◆ INSTRUCTION: Can you copy the material below word for word, leaving the picture out?

◆ LISTED ENTRIES:
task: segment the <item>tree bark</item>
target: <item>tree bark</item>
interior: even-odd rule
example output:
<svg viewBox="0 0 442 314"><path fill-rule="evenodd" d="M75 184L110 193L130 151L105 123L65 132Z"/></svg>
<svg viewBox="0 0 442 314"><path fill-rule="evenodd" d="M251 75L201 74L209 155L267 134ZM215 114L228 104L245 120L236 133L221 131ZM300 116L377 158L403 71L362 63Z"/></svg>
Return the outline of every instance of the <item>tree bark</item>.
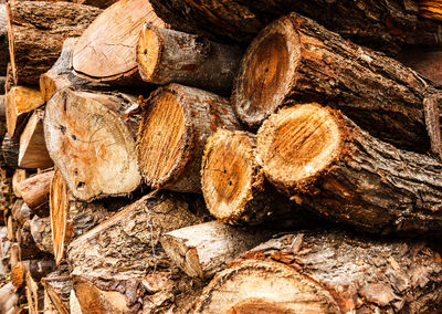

◆ TASK RESPONSE:
task: segment the <item>tree bark</item>
target: <item>tree bark</item>
interior: even-odd rule
example output:
<svg viewBox="0 0 442 314"><path fill-rule="evenodd" d="M75 184L110 193L130 151L105 123L65 132Z"/></svg>
<svg viewBox="0 0 442 314"><path fill-rule="evenodd" d="M251 75L201 74L209 155L267 134ZM215 114L228 104L245 120L236 133L221 131ZM300 116L377 158L403 71L362 63Z"/></svg>
Return the outline of every instance of the <item>tree bark</item>.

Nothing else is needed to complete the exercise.